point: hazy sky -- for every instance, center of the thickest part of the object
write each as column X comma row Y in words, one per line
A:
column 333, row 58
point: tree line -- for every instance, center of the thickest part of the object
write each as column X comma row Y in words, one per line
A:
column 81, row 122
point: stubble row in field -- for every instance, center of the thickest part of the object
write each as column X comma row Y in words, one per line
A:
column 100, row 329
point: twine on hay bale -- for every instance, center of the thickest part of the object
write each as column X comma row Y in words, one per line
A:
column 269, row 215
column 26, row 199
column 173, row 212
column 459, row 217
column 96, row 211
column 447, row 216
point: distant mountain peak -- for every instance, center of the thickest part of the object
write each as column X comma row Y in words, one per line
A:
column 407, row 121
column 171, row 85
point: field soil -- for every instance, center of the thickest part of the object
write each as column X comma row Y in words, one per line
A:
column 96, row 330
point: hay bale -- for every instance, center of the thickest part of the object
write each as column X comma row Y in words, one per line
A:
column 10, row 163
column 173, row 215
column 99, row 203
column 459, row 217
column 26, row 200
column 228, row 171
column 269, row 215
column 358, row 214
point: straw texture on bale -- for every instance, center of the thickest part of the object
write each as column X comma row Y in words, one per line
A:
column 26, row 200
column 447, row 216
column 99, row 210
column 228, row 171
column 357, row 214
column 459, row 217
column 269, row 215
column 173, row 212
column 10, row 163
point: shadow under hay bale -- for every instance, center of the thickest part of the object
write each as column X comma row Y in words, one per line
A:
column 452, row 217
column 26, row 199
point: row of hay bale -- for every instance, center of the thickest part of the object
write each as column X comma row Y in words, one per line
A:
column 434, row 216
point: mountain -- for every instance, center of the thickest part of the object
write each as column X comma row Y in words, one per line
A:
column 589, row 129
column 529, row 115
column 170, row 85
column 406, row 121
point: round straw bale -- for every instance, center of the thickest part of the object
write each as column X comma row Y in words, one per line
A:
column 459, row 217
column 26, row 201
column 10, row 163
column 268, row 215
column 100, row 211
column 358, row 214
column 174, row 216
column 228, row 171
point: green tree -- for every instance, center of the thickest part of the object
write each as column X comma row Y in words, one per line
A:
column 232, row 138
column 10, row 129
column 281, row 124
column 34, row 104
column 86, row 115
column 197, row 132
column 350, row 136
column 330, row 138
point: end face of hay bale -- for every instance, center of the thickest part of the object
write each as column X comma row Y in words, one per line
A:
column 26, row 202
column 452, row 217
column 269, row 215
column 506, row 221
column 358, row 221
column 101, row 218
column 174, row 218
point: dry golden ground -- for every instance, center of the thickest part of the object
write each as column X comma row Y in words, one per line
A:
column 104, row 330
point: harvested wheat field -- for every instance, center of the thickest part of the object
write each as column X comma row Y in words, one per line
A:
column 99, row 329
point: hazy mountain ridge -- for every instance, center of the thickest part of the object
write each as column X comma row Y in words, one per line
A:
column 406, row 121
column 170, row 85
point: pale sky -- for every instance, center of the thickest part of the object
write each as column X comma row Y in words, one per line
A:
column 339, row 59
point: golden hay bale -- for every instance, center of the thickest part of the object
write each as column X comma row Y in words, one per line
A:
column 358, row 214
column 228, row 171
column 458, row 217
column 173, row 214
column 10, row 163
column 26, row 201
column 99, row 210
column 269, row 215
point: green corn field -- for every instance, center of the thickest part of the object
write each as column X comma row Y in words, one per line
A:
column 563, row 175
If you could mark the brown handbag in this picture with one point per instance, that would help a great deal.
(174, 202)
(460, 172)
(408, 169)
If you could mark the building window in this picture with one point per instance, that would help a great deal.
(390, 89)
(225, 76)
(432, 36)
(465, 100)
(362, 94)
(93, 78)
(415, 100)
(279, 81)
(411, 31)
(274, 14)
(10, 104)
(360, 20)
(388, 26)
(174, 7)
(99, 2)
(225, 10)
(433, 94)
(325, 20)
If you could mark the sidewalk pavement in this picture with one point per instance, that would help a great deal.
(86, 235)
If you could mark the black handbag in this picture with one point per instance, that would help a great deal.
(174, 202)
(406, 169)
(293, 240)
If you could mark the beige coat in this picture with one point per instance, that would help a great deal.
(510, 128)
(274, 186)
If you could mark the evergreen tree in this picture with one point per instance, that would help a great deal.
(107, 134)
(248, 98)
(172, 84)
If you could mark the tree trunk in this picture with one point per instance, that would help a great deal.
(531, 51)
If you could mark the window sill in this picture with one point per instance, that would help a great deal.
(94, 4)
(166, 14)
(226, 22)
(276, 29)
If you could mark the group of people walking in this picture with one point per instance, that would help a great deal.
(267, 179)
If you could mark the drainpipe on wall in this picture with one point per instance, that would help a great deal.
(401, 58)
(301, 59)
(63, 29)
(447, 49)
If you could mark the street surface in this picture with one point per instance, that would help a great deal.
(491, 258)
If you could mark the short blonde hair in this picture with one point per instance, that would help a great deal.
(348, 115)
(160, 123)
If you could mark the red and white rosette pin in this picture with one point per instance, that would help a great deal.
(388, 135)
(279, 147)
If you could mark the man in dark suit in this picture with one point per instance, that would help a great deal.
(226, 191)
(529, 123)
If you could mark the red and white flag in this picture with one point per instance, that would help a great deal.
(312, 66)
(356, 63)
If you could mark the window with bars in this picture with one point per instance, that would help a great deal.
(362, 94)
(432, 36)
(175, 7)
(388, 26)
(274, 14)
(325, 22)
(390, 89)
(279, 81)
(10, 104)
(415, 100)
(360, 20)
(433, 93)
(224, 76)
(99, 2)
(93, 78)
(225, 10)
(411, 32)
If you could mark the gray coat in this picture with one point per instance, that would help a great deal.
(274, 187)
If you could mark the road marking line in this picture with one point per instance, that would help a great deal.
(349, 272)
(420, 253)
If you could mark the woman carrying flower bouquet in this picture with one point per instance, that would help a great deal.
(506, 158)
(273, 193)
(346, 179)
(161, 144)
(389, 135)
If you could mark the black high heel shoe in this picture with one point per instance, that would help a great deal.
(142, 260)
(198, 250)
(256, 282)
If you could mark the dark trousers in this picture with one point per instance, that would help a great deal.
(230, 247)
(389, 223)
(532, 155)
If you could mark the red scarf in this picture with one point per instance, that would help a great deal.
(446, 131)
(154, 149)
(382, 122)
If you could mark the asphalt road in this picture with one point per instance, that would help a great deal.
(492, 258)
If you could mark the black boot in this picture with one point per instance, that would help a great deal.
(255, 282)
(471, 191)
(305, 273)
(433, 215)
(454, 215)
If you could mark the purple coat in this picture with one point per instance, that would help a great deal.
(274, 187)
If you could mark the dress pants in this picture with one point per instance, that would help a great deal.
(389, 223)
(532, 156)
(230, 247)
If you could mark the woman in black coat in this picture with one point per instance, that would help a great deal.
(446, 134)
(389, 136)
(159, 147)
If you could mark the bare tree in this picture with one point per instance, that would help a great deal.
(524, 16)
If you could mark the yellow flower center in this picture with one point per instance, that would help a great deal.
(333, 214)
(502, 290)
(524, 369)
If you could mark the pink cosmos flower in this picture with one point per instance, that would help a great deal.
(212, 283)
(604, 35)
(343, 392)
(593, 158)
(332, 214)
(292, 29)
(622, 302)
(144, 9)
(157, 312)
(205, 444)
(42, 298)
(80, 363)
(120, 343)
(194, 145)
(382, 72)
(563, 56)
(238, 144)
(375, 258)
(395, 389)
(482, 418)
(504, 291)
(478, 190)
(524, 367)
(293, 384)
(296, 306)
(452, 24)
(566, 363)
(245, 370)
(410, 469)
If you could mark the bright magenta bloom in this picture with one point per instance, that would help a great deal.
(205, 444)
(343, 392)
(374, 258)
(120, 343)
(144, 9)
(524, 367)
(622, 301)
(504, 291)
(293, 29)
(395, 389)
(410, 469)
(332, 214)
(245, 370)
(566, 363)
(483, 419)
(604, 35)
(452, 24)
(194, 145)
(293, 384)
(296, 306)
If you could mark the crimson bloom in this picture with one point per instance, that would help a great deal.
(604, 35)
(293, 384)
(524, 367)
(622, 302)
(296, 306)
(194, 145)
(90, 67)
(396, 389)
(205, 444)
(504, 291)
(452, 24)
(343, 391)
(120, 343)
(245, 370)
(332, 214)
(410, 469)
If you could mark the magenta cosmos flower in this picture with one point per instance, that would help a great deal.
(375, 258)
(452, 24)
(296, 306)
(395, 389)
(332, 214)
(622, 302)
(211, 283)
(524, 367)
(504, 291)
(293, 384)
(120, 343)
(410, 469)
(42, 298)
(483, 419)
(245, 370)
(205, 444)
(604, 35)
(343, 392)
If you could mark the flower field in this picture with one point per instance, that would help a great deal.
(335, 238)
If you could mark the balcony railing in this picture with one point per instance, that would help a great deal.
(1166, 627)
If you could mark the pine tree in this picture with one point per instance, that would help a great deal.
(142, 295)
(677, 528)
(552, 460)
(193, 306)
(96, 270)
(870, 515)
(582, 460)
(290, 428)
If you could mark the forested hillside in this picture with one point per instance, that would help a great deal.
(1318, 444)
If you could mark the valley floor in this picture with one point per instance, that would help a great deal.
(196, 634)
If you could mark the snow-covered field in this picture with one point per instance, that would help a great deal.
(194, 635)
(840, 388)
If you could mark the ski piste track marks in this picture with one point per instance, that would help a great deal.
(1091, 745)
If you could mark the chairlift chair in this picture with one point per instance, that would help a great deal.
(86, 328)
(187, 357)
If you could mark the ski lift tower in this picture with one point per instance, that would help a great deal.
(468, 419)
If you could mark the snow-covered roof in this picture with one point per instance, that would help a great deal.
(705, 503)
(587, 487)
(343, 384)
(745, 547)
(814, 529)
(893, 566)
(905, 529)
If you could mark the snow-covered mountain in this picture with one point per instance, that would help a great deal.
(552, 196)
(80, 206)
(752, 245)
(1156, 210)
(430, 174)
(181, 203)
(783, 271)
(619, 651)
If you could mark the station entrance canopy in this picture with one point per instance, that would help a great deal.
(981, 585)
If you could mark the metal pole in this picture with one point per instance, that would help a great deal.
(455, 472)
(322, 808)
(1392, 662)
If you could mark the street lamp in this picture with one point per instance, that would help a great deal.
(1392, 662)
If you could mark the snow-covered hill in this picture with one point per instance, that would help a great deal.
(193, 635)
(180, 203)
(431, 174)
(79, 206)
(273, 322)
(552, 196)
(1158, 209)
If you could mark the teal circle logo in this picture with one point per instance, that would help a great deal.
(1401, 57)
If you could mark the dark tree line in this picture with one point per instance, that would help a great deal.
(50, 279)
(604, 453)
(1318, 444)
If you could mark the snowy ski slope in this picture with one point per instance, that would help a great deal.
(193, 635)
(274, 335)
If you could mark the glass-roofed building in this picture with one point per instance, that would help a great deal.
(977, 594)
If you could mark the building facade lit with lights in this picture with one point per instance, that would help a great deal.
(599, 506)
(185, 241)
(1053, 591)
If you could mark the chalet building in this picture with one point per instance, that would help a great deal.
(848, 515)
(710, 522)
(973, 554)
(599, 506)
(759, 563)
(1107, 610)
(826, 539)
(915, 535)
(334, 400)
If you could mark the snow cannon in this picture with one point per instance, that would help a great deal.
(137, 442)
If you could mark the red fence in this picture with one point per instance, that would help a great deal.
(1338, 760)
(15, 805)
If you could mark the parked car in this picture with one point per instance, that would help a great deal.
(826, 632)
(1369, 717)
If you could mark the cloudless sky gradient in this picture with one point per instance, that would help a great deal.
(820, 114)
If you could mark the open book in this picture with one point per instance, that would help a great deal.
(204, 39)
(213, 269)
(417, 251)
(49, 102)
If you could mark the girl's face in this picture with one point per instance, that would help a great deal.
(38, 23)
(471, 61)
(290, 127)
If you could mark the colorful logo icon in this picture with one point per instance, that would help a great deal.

■ What the exercise asks ■
Every line above in which the word "hazy" is present must be copied into the answer.

■ Finished task ■
point: hazy sky -- for every instance, center of the thickest part of the object
point: hazy mountain ridge -- for every instance, center of the thickest part of the object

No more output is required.